WHAT THE EXERCISE ASKS
Collect every line in the entries below that contains the string "negative", treating uppercase and lowercase as different.

"""

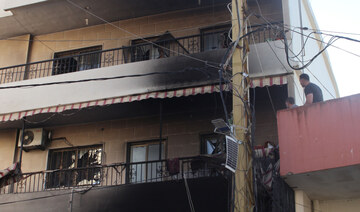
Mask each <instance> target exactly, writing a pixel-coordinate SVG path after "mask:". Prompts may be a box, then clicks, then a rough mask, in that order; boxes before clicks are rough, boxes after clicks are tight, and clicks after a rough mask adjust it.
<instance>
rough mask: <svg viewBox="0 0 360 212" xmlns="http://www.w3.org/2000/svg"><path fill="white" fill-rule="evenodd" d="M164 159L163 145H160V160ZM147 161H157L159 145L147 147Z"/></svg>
mask: <svg viewBox="0 0 360 212" xmlns="http://www.w3.org/2000/svg"><path fill="white" fill-rule="evenodd" d="M164 158H165V151H164V145H161V159H164ZM147 160H148V161H152V160H159V144H150V145H149V155H148V158H147Z"/></svg>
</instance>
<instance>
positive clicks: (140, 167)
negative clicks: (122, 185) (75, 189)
mask: <svg viewBox="0 0 360 212" xmlns="http://www.w3.org/2000/svg"><path fill="white" fill-rule="evenodd" d="M214 161H216V162H214ZM219 164H220V162H219V161H218V160H216V159H215V160H214V159H211V158H206V157H200V156H199V157H188V158H179V159H173V160H157V161H146V162H136V163H120V164H112V165H103V166H94V167H86V168H74V169H65V170H47V171H40V172H31V173H23V174H22V178H21V180H20V181H18V182H16V183H14V184H12V185H8V186H6V187H3V188H1V189H0V193H1V194H7V193H28V192H39V191H51V190H61V189H69V188H74V187H89V186H114V185H123V184H134V183H150V182H163V181H169V180H181V179H183V178H184V176H185V177H186V178H189V179H191V178H200V177H213V176H219V175H222V174H223V173H224V169H223V168H222V166H221V165H219ZM219 167H220V168H219Z"/></svg>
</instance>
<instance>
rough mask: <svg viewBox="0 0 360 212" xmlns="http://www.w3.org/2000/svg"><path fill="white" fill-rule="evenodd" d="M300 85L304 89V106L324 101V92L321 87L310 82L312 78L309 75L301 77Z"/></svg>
mask: <svg viewBox="0 0 360 212" xmlns="http://www.w3.org/2000/svg"><path fill="white" fill-rule="evenodd" d="M300 84H301V86H302V87H303V88H304V92H305V97H306V101H305V104H304V105H309V104H312V103H316V102H322V101H323V95H322V91H321V89H320V88H319V86H317V85H315V84H314V83H311V82H310V77H309V75H307V74H301V75H300Z"/></svg>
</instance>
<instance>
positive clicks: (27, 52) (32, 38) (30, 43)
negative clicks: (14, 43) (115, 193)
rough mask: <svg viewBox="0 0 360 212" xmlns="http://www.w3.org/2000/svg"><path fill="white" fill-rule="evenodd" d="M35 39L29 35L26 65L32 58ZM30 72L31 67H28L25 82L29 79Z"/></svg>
mask: <svg viewBox="0 0 360 212" xmlns="http://www.w3.org/2000/svg"><path fill="white" fill-rule="evenodd" d="M33 39H34V36H33V35H32V34H30V35H29V45H28V50H27V54H26V61H25V64H28V63H30V56H31V55H30V54H31V49H32V44H33ZM29 71H30V66H28V65H26V66H25V72H24V77H23V80H26V79H28V77H29V76H28V75H29Z"/></svg>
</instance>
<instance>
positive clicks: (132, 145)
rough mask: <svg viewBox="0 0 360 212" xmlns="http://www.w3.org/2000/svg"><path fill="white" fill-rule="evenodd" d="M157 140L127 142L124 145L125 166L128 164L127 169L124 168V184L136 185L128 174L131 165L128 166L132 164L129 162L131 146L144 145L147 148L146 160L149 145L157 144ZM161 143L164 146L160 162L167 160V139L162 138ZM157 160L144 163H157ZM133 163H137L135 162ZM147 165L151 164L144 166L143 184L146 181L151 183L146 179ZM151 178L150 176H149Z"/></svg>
mask: <svg viewBox="0 0 360 212" xmlns="http://www.w3.org/2000/svg"><path fill="white" fill-rule="evenodd" d="M159 140H160V139H151V140H144V141H134V142H128V143H127V144H126V164H128V165H127V168H126V177H125V181H126V183H138V181H137V180H135V181H131V179H132V178H131V176H130V175H131V173H130V169H131V165H130V163H132V162H130V160H131V147H133V146H143V145H146V146H147V148H146V158H148V151H149V150H148V146H149V145H151V144H159ZM161 143H162V145H164V158H162V159H161V160H166V159H167V139H166V138H163V139H162V141H161ZM158 160H159V159H157V160H150V161H149V160H146V161H144V162H151V161H158ZM135 163H137V162H135ZM139 163H141V162H139ZM149 164H152V163H146V166H145V171H146V176H145V175H144V176H145V179H144V180H145V182H148V181H150V182H151V181H152V179H148V165H149ZM133 166H135V167H136V168H137V166H136V165H133ZM151 176H152V175H151ZM141 180H143V179H141ZM140 182H142V181H140Z"/></svg>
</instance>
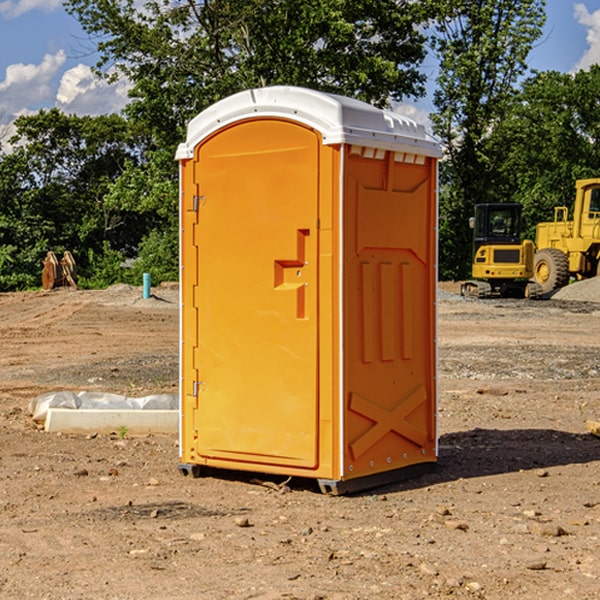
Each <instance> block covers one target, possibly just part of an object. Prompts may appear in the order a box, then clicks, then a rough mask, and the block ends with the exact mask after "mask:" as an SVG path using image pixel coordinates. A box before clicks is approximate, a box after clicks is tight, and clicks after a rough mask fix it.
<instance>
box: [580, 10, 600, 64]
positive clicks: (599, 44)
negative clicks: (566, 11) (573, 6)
mask: <svg viewBox="0 0 600 600" xmlns="http://www.w3.org/2000/svg"><path fill="white" fill-rule="evenodd" d="M575 19H576V20H577V22H578V23H579V24H581V25H583V26H584V27H585V28H586V30H587V33H586V36H585V39H586V41H587V43H588V49H587V50H586V51H585V53H584V55H583V56H582V57H581V59H580V60H579V62H578V63H577V65H576V66H575V69H574V70H575V71H578V70H580V69H588V68H589V67H590V65H593V64H600V10H596V11H594V12H593V13H590V12H589V10H588V9H587V7H586V6H585V4H580V3H578V4H575Z"/></svg>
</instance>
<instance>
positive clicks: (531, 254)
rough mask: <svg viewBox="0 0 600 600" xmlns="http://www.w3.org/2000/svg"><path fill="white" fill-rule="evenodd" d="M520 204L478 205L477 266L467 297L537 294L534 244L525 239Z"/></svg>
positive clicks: (477, 219) (474, 232) (474, 223)
mask: <svg viewBox="0 0 600 600" xmlns="http://www.w3.org/2000/svg"><path fill="white" fill-rule="evenodd" d="M521 210H522V207H521V205H520V204H507V203H502V204H500V203H495V204H491V203H488V204H477V205H475V213H474V216H473V217H472V218H471V219H470V225H471V226H472V228H473V265H472V269H471V270H472V277H473V279H472V280H470V281H465V282H464V283H463V284H462V286H461V294H462V295H463V296H471V297H475V298H490V297H493V296H502V297H517V298H525V297H527V298H529V297H535V296H536V295H537V293H536V290H537V286H535V284H530V282H529V279H530V278H531V277H532V276H533V257H534V250H535V248H534V244H533V242H532V241H531V240H523V241H522V240H521V230H522V226H523V220H522V217H521Z"/></svg>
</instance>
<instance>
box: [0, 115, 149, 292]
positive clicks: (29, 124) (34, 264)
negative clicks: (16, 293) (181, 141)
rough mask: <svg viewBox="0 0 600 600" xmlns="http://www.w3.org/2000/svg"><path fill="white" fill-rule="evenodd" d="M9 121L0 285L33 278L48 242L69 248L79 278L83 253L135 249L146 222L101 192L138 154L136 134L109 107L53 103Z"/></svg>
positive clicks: (23, 280) (130, 128)
mask: <svg viewBox="0 0 600 600" xmlns="http://www.w3.org/2000/svg"><path fill="white" fill-rule="evenodd" d="M16 128H17V134H16V135H15V136H14V137H13V139H12V140H11V143H12V144H14V145H15V149H14V150H13V152H11V153H10V154H6V155H4V156H2V157H1V159H0V202H1V206H2V211H1V213H0V247H2V253H1V257H2V258H1V259H0V261H1V262H0V289H5V290H7V289H16V288H18V289H22V288H25V287H32V286H36V285H39V283H40V273H41V261H42V259H43V258H44V256H45V254H46V252H47V251H48V250H53V251H54V252H56V253H61V252H63V251H64V250H70V251H71V252H72V253H73V254H74V255H75V257H76V261H77V263H78V269H79V271H80V272H81V273H82V275H83V278H84V279H85V277H86V275H87V274H88V273H89V271H90V269H91V268H92V263H91V262H90V261H89V257H90V256H91V255H94V256H97V255H98V254H102V253H103V252H104V249H105V248H112V249H113V250H114V251H116V252H118V253H119V254H120V255H122V257H121V260H122V258H123V257H124V256H127V255H128V254H131V253H135V252H136V248H137V246H138V245H139V243H140V242H141V240H142V239H143V238H144V235H145V234H146V233H147V231H148V230H149V228H150V227H151V225H152V223H151V222H149V220H148V219H140V218H139V217H138V216H137V214H133V215H132V212H131V211H128V210H127V207H119V206H114V205H111V204H110V203H108V202H106V201H105V196H106V195H107V193H108V191H109V190H110V189H111V185H112V183H113V182H114V181H115V180H116V179H117V178H118V177H119V175H120V174H121V173H122V172H123V170H124V168H125V165H126V164H129V163H131V162H139V161H140V160H141V149H142V147H143V143H144V138H143V137H142V136H140V135H137V134H136V133H135V132H134V131H133V130H132V128H131V126H130V125H129V124H128V123H127V122H126V121H125V120H124V119H123V118H122V117H119V116H117V115H109V116H100V117H76V116H67V115H65V114H63V113H61V112H60V111H59V110H57V109H52V110H50V111H40V112H39V113H37V114H35V115H31V116H27V117H20V118H19V119H17V121H16ZM133 217H137V218H135V219H134V218H133ZM90 252H91V253H92V254H90Z"/></svg>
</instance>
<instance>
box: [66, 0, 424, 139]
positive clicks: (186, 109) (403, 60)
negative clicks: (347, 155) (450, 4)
mask: <svg viewBox="0 0 600 600" xmlns="http://www.w3.org/2000/svg"><path fill="white" fill-rule="evenodd" d="M424 4H425V7H424V6H423V3H415V2H411V1H410V0H378V1H377V2H374V1H373V0H304V1H303V2H298V1H297V0H204V1H203V2H195V1H194V0H178V1H175V2H174V1H172V0H150V1H147V2H145V3H144V4H143V7H142V9H139V8H138V6H139V3H137V2H135V0H126V1H124V2H123V1H120V0H119V1H117V0H68V1H67V2H66V7H67V10H68V11H69V12H71V14H73V15H75V16H76V17H77V19H78V20H79V21H80V23H81V24H82V26H83V28H84V29H85V30H86V31H87V32H88V33H89V34H90V36H93V37H94V39H96V40H97V47H98V51H99V52H100V55H101V59H100V61H99V63H98V65H97V66H98V71H99V72H100V73H104V74H105V75H106V76H108V77H115V76H116V75H117V74H123V75H125V76H126V77H127V78H128V79H129V80H130V81H131V82H132V85H133V88H132V90H131V93H130V95H131V98H132V101H131V103H130V105H129V106H128V107H127V114H128V115H129V116H130V117H131V118H132V119H133V120H134V121H136V122H143V123H145V125H146V127H147V128H148V131H151V132H152V134H153V135H154V136H155V139H156V141H157V143H158V145H159V146H160V147H166V146H169V145H171V146H172V145H173V144H175V143H177V142H178V141H180V140H181V139H182V136H183V131H184V128H185V126H186V124H187V122H188V121H189V119H190V118H192V117H193V116H195V115H196V114H197V113H198V112H200V111H201V110H203V109H204V108H206V107H207V106H209V105H211V104H213V103H214V102H215V101H217V100H219V99H221V98H223V97H225V96H229V95H231V94H233V93H235V92H238V91H240V90H243V89H248V88H252V87H260V86H265V85H274V84H286V85H301V86H306V87H311V88H316V89H320V90H323V91H329V92H336V93H340V94H345V95H349V96H353V97H356V98H360V99H362V100H365V101H367V102H372V103H374V104H377V105H384V104H386V103H388V102H389V99H390V98H392V99H401V98H403V97H405V96H416V95H419V94H422V93H423V91H424V89H423V83H424V80H425V77H424V75H423V74H421V73H420V72H419V70H418V65H419V63H420V62H421V61H422V60H423V58H424V56H425V49H424V42H425V39H424V37H423V34H422V33H420V32H419V30H418V29H417V27H416V25H418V24H420V23H423V22H424V20H425V19H426V17H427V16H428V15H427V11H428V10H431V8H430V7H429V6H428V3H424ZM426 7H427V8H426Z"/></svg>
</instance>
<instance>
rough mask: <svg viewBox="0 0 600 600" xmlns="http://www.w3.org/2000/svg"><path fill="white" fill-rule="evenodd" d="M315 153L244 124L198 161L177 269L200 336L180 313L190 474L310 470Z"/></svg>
mask: <svg viewBox="0 0 600 600" xmlns="http://www.w3.org/2000/svg"><path fill="white" fill-rule="evenodd" d="M319 144H320V139H319V136H318V135H317V134H316V133H315V132H314V131H312V130H310V129H308V128H305V127H303V126H300V125H298V124H295V123H292V122H289V121H283V120H275V119H273V120H248V121H242V122H239V123H236V124H234V125H232V126H230V127H228V128H226V129H223V130H220V131H219V132H217V134H215V135H213V136H212V137H210V138H208V139H207V140H205V141H204V142H203V143H202V144H201V145H200V146H199V147H198V148H197V149H196V156H195V159H194V160H195V162H196V165H197V169H196V171H197V172H196V175H195V182H194V184H195V185H196V186H197V190H198V191H197V196H198V198H197V201H196V204H197V211H198V219H197V226H196V227H197V236H195V246H194V247H190V245H186V246H185V247H184V248H183V264H184V270H185V269H187V268H188V266H187V264H188V262H189V264H190V266H191V267H192V268H197V271H198V278H197V279H198V285H197V294H196V296H195V298H194V308H193V311H197V324H196V325H194V319H193V318H191V317H189V316H188V317H187V318H186V316H185V315H186V311H190V310H191V309H190V308H187V309H186V308H184V318H183V327H184V329H186V328H187V327H188V326H192V327H193V326H197V328H198V345H197V352H196V353H195V358H194V362H195V365H194V367H195V369H196V370H197V372H198V380H197V381H191V380H190V376H189V372H188V373H186V372H184V374H183V377H184V382H183V385H184V386H185V388H186V390H188V392H189V391H190V390H192V391H191V392H190V393H193V394H195V395H196V398H197V406H198V409H197V411H195V423H194V426H193V429H194V430H195V431H196V433H197V440H196V443H195V448H194V449H195V453H196V457H197V462H203V461H204V462H206V463H208V464H210V462H211V460H216V461H218V464H219V465H220V466H222V465H223V463H224V462H225V461H231V465H232V468H244V467H243V465H244V464H251V465H256V468H257V469H258V468H259V465H260V466H261V467H262V466H265V465H287V466H291V467H300V468H314V467H315V466H316V465H317V464H318V452H317V444H318V419H319V411H318V352H317V344H318V317H319V315H318V304H317V297H318V285H317V282H318V260H317V256H318V255H317V248H318V230H317V216H318V191H319V180H318V171H319V169H318V165H319V149H320V145H319ZM195 265H197V266H195ZM189 279H193V277H189ZM187 314H190V313H189V312H188V313H187ZM185 337H186V333H185V332H184V338H185ZM187 337H188V338H189V339H193V336H189V335H188V336H187ZM186 351H187V352H188V353H189V352H190V349H189V348H188V349H187V350H184V352H186ZM183 364H184V365H186V364H187V363H186V362H185V361H183ZM191 372H192V373H193V372H194V371H193V370H191ZM188 426H189V425H188Z"/></svg>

"""

ANSWER TO THIS PROBLEM
negative clicks: (122, 185) (75, 189)
negative clicks: (14, 43) (115, 193)
negative clicks: (566, 11) (573, 6)
negative clicks: (16, 293) (181, 141)
negative clicks: (347, 155) (450, 4)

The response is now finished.